> _ACTION ITEM_
The lines from the one containing "the woman shown" through the last one in the data: please copy those exactly, and only those, without the pictures.

> _EXERCISE DATA_
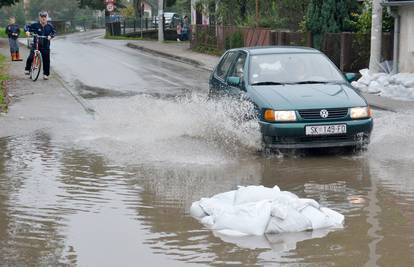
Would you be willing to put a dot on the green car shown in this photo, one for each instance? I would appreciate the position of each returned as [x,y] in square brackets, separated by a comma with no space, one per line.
[301,98]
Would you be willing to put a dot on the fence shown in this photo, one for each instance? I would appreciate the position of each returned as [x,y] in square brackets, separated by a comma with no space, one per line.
[136,25]
[349,51]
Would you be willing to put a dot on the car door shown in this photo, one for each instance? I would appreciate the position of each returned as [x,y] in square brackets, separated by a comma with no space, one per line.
[218,84]
[237,70]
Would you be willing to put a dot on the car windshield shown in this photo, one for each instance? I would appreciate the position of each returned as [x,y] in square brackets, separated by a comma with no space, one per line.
[268,69]
[168,15]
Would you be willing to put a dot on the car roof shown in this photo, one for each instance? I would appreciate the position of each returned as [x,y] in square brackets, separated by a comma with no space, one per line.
[261,50]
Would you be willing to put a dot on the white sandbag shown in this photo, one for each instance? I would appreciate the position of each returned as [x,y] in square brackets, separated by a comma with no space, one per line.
[248,194]
[251,218]
[293,221]
[196,211]
[262,210]
[320,218]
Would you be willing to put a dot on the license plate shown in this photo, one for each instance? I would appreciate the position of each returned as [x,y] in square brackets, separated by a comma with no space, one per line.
[326,129]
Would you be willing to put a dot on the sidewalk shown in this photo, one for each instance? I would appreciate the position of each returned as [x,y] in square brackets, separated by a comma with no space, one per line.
[37,105]
[181,52]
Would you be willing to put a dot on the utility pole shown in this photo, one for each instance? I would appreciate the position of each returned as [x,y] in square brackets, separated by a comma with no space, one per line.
[376,36]
[160,20]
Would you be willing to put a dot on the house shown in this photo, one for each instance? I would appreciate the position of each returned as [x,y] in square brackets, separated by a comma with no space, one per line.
[403,13]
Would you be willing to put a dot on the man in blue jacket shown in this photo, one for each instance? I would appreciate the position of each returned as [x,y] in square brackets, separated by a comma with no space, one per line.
[13,32]
[41,28]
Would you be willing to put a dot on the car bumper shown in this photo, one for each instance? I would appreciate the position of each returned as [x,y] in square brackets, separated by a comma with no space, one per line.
[292,135]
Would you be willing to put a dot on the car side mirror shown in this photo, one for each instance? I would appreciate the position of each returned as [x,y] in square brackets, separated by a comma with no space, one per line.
[350,77]
[234,81]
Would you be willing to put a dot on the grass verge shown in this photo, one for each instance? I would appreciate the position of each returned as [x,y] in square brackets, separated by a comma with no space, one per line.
[3,77]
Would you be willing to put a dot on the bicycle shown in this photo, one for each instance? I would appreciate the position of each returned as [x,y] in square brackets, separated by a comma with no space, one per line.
[36,66]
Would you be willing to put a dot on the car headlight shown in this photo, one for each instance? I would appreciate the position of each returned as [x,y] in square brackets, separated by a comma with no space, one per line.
[280,115]
[361,112]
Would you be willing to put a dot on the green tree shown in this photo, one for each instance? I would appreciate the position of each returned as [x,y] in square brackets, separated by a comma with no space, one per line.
[92,4]
[324,16]
[363,19]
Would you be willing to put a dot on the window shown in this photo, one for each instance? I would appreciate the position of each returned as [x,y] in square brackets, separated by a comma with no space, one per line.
[225,64]
[291,68]
[238,68]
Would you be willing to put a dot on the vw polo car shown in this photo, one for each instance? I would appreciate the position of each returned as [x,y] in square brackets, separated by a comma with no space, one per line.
[301,98]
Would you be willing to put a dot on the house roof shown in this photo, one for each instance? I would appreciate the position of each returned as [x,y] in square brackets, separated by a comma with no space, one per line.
[397,2]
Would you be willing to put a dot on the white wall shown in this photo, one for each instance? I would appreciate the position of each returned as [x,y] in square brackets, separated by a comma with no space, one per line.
[406,60]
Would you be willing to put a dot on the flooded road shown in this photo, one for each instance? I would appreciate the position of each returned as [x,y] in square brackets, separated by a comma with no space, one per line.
[115,188]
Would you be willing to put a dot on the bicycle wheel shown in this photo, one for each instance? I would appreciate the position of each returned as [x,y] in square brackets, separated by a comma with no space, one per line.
[36,66]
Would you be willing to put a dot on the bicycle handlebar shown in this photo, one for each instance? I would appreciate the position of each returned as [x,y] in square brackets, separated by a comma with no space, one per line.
[38,36]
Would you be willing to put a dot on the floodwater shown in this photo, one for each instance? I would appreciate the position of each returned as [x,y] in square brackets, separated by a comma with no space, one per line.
[115,188]
[118,192]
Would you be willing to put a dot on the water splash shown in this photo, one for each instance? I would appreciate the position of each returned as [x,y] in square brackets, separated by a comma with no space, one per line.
[189,129]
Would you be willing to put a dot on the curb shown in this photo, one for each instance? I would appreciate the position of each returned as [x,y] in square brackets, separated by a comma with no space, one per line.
[169,56]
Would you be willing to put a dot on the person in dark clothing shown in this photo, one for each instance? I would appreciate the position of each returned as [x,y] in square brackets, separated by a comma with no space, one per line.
[41,28]
[13,32]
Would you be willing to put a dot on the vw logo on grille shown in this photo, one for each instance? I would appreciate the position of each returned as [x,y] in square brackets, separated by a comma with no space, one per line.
[324,113]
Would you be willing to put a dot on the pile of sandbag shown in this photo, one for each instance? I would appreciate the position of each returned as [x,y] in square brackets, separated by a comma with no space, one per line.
[256,210]
[399,86]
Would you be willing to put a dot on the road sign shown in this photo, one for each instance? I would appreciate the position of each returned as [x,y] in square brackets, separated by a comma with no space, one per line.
[110,7]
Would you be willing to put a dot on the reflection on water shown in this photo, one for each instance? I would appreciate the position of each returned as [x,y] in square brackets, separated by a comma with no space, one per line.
[62,203]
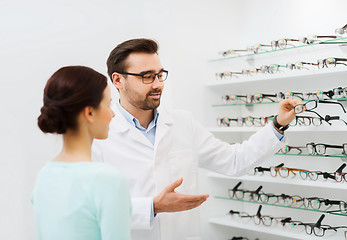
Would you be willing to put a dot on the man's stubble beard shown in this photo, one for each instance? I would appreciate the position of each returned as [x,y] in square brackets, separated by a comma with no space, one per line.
[147,103]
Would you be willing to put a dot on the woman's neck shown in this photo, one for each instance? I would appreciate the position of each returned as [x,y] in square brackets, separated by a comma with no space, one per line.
[76,148]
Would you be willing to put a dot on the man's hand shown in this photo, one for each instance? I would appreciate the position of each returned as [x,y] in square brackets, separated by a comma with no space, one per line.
[170,201]
[286,111]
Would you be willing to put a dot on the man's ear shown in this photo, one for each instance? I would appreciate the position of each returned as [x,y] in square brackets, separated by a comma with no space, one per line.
[117,80]
[88,113]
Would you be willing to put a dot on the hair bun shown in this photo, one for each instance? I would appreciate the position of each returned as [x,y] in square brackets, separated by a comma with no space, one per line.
[51,120]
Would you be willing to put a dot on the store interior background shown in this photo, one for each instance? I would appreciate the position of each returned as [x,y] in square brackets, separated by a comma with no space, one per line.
[38,37]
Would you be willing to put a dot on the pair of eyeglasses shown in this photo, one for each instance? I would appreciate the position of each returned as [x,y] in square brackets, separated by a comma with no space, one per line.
[284,171]
[223,75]
[318,203]
[331,62]
[341,31]
[149,77]
[312,104]
[286,149]
[261,170]
[340,176]
[257,48]
[232,51]
[225,122]
[313,175]
[237,193]
[273,68]
[318,229]
[306,121]
[282,43]
[320,148]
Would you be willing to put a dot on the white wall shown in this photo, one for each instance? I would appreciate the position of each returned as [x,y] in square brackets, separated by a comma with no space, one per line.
[38,37]
[205,28]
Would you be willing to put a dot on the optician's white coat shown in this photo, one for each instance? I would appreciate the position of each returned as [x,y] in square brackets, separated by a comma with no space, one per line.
[181,146]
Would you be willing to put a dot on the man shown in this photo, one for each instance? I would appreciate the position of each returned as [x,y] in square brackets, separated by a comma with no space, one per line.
[158,149]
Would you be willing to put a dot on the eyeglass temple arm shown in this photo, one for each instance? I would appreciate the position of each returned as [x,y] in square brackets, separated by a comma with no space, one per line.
[323,101]
[259,210]
[318,115]
[331,202]
[339,170]
[319,222]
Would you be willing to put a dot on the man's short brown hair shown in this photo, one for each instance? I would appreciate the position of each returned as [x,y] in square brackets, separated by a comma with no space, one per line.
[116,62]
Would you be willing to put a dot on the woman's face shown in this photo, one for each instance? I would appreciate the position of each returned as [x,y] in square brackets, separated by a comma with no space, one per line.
[103,116]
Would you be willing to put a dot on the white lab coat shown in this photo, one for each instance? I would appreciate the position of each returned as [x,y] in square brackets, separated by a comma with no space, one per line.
[181,146]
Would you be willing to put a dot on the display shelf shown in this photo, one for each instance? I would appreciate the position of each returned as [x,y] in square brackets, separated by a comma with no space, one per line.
[227,221]
[330,41]
[276,205]
[334,72]
[265,103]
[288,181]
[310,155]
[331,128]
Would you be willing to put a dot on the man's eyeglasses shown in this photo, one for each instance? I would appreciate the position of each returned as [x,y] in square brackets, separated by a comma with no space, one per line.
[149,77]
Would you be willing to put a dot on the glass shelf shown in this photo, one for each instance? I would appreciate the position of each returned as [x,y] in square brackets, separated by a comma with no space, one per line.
[330,41]
[305,209]
[309,155]
[257,103]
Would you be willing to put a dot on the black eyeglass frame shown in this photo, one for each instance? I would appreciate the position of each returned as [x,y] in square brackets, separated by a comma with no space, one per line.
[161,79]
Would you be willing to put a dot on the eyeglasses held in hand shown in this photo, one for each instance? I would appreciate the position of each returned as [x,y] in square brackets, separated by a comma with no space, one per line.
[312,104]
[149,77]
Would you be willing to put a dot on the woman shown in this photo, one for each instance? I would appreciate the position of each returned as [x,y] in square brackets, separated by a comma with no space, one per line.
[75,198]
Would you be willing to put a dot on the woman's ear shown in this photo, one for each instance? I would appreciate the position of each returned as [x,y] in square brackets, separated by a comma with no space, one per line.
[117,80]
[88,113]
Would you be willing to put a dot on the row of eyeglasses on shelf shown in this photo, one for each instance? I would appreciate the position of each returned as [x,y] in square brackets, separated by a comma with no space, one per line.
[284,172]
[262,121]
[276,68]
[298,120]
[285,42]
[336,93]
[317,228]
[313,148]
[316,203]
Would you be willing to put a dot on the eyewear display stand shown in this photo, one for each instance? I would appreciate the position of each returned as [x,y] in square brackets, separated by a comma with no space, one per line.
[310,79]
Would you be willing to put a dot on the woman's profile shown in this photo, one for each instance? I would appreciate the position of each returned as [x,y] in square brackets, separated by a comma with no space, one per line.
[75,198]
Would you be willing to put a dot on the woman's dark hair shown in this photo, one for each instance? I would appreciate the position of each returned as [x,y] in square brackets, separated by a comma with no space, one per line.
[116,62]
[67,92]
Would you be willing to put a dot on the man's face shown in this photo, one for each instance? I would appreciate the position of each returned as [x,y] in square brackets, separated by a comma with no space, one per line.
[135,92]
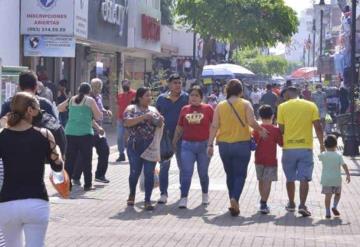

> _RESPONSE AREA_
Would you be willing to put a dot on the woman shown in this photo, one for each instance? I would appreciate the position of each returned as [x,y] in square brackets, separated by a comma with no space, one per line.
[75,198]
Would you be willing to put a dot on the woman's ear shown in this photo, one for each instance? I would appreciate the position of each returned as [x,y] in square brackets, separated by a comma with no space, one per line.
[117,80]
[88,113]
Would you be willing to put a dot on the row of eyeglasses on shelf shown in this photo, one for each instance? I would appreciate the position of each returned as [x,y] in square brackets, separated by a comma with no space, one per line.
[284,172]
[262,121]
[276,68]
[298,120]
[285,42]
[336,93]
[317,228]
[313,148]
[316,203]
Would you be willing to put a dot on the eyewear display stand shown in this photo, one for each instance? I would appreciate the position of each returned as [x,y] in square brackets, separated by a comma with no space, one per line.
[310,79]
Would you be willing to put a dot on the woman's profile shown in this photo, one for each instance? I would appreciate the position of each returned as [x,y] in square brackets, separated by a comma with no space, one per line.
[75,198]
Would you be willing to put a dot on the woman's dark hair shown in this photo, one for each instance? I would appreciate the position of each returned as [x,y] in square brackets, separated by a comma with no space, one per line.
[116,62]
[67,92]
Would you be willing to put a dot on the man's face shown in this photo, one for each instance? I would appreciate the position of each returned as [x,y] in square brackets, separated by a comma with no space, one per line.
[135,92]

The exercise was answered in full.